→ Description of the task: Restate word for word the line containing "for small square" and all remaining lines of the entries below.

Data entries

##########

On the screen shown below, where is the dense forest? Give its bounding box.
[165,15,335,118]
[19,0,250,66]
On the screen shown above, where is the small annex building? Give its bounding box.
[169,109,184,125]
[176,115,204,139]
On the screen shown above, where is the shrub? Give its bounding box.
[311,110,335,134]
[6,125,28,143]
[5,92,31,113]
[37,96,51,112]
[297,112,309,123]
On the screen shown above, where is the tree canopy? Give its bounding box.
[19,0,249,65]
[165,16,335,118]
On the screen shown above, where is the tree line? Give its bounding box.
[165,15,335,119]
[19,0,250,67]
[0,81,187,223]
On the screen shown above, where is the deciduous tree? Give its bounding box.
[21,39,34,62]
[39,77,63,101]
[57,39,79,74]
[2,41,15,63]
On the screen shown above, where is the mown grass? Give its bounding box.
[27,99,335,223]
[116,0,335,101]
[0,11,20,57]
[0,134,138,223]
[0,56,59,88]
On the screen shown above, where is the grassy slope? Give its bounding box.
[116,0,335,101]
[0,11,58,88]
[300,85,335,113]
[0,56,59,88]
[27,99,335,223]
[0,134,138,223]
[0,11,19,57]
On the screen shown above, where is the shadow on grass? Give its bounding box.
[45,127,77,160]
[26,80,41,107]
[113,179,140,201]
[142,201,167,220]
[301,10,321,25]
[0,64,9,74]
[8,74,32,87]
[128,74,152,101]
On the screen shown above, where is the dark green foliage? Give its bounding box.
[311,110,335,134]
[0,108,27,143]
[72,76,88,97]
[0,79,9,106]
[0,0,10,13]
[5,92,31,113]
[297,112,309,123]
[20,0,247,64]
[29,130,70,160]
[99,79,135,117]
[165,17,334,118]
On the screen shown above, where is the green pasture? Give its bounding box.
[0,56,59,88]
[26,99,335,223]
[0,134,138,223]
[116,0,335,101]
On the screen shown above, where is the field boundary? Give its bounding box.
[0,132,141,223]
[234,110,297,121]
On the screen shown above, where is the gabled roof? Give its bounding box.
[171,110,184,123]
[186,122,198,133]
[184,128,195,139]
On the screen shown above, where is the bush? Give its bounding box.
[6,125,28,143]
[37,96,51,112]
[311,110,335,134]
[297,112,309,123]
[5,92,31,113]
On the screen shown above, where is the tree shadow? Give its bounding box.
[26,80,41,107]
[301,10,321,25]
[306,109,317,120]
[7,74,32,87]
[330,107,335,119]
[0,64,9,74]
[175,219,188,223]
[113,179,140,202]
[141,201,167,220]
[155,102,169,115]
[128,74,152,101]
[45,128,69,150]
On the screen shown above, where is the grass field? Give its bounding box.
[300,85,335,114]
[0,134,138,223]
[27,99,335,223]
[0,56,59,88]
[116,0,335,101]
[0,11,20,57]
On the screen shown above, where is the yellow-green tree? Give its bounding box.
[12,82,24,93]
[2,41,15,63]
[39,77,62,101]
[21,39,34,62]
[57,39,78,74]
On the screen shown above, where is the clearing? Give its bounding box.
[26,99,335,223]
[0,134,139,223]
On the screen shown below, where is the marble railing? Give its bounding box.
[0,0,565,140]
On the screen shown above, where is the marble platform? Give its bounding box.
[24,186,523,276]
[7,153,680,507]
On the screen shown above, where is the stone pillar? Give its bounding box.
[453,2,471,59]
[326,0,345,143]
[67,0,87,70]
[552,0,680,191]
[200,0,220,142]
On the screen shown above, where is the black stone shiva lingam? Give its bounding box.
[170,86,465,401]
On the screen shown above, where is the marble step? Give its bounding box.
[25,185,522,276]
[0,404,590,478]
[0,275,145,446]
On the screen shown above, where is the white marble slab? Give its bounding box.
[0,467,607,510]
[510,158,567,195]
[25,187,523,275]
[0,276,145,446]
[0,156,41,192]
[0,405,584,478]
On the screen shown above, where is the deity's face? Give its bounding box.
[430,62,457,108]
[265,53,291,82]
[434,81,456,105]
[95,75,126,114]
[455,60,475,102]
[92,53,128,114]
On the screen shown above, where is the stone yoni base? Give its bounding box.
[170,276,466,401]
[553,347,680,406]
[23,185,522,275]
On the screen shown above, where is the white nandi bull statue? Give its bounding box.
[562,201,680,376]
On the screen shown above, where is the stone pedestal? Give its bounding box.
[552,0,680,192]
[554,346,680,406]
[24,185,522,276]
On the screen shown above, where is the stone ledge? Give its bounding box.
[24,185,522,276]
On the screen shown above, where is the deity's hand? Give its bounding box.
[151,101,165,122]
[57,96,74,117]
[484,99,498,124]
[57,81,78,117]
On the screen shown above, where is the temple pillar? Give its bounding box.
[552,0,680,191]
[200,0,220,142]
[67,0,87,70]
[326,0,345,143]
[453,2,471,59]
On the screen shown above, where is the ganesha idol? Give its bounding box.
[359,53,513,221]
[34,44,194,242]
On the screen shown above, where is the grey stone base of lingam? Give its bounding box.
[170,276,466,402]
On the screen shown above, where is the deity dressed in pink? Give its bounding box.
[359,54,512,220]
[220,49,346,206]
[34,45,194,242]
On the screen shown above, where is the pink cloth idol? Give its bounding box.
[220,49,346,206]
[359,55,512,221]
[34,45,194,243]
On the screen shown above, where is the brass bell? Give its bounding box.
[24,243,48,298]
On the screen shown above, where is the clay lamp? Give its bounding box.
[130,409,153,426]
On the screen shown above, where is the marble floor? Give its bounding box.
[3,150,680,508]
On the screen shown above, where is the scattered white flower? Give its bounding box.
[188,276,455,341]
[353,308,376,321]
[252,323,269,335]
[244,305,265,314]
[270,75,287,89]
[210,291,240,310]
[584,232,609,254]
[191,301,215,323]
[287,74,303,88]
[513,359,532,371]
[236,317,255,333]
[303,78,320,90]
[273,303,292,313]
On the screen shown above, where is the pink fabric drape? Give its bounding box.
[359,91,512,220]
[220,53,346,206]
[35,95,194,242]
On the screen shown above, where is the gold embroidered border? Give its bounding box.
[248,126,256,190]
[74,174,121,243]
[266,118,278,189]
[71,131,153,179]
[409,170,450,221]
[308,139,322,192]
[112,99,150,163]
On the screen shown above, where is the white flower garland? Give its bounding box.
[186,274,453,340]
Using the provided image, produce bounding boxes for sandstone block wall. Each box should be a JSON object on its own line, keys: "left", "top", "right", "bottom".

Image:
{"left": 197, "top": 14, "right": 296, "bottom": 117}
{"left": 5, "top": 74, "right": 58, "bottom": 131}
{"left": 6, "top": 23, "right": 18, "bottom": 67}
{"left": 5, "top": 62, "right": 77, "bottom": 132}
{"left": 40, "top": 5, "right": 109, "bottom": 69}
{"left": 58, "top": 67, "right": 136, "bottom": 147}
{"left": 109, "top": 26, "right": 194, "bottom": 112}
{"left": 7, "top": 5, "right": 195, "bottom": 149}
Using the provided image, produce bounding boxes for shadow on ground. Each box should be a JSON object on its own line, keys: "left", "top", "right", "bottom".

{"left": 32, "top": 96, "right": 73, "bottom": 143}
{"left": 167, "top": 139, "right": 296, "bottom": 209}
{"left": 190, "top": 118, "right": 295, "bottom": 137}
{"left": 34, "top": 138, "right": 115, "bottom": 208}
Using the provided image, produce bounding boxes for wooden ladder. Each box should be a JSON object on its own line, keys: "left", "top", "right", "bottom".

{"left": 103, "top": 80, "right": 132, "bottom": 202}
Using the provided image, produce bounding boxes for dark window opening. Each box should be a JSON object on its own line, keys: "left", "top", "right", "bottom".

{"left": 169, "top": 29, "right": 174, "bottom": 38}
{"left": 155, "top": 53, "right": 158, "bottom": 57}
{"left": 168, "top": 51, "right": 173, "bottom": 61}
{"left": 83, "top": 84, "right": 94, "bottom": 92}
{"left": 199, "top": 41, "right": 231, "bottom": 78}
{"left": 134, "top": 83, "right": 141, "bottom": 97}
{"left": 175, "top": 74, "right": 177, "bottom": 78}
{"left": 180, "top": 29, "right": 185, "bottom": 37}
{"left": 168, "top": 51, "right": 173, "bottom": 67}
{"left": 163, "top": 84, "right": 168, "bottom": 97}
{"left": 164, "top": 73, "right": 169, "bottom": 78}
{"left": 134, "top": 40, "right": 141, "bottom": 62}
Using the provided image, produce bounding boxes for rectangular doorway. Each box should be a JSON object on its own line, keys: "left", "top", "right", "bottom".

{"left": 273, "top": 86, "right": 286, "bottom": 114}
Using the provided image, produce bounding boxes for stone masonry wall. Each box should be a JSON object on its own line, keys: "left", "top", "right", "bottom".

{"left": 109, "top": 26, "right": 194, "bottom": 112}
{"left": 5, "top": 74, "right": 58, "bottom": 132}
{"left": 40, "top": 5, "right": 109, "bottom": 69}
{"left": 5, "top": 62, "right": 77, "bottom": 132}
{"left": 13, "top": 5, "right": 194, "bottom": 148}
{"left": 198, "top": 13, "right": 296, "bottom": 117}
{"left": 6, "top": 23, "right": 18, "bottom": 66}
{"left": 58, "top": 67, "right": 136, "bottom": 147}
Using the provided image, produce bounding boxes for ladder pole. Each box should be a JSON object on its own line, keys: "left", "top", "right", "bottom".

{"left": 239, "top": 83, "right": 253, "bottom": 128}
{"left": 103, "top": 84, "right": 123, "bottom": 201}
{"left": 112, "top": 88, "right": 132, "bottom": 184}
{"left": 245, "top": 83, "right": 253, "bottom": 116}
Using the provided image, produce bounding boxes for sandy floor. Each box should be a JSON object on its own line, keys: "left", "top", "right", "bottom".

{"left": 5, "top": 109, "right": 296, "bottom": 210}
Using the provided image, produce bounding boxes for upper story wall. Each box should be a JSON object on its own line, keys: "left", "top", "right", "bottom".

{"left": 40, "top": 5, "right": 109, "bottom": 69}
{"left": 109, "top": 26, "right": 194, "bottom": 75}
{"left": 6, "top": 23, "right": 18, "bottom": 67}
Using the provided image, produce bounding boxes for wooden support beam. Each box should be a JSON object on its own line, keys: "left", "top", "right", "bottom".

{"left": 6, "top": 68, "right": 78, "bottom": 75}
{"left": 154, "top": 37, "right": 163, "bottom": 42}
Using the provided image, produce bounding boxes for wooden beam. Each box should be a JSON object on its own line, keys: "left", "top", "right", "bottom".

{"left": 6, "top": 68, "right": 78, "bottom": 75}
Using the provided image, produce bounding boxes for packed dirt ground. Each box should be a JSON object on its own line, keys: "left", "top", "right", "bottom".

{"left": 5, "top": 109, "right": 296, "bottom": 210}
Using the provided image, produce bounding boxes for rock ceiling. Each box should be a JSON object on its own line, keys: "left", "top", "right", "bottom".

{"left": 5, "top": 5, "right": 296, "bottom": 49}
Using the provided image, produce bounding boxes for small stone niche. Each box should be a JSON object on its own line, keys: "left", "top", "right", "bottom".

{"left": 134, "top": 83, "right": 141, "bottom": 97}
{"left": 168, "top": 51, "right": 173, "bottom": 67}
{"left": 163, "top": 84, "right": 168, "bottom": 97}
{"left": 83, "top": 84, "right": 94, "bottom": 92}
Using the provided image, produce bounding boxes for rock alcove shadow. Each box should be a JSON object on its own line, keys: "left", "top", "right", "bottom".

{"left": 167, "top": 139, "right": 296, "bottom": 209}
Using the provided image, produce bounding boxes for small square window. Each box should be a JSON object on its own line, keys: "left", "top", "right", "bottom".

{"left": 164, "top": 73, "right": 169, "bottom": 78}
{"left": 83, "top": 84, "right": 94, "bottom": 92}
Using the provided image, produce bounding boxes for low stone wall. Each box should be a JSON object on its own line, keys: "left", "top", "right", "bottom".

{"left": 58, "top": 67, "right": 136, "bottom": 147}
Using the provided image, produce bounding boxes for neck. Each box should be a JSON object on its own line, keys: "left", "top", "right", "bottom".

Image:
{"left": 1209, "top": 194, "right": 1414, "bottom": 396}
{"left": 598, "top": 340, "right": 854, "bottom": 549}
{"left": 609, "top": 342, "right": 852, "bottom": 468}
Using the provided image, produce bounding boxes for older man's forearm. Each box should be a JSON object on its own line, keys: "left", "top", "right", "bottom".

##########

→ Problem solution:
Using the provided image, produce bounding boxes for small square window. Each box should be a JSON object on its own line, keys: "left", "top", "right", "bottom".

{"left": 164, "top": 73, "right": 169, "bottom": 78}
{"left": 83, "top": 84, "right": 94, "bottom": 92}
Using the provided image, produce bounding boxes for low stone wall. Each box should be a JSON object on its own line, keys: "left", "top", "right", "bottom".

{"left": 58, "top": 67, "right": 136, "bottom": 147}
Using the provided image, produce bounding boxes for neck. Each box should be a JSON object on its own line, keys: "left", "top", "right", "bottom".

Image:
{"left": 1209, "top": 194, "right": 1414, "bottom": 396}
{"left": 598, "top": 340, "right": 854, "bottom": 549}
{"left": 609, "top": 342, "right": 852, "bottom": 468}
Using the provided image, produce bounding boxes for older man's forearm. Each box should be a JSON object on its own line, keys: "left", "top", "right", "bottom".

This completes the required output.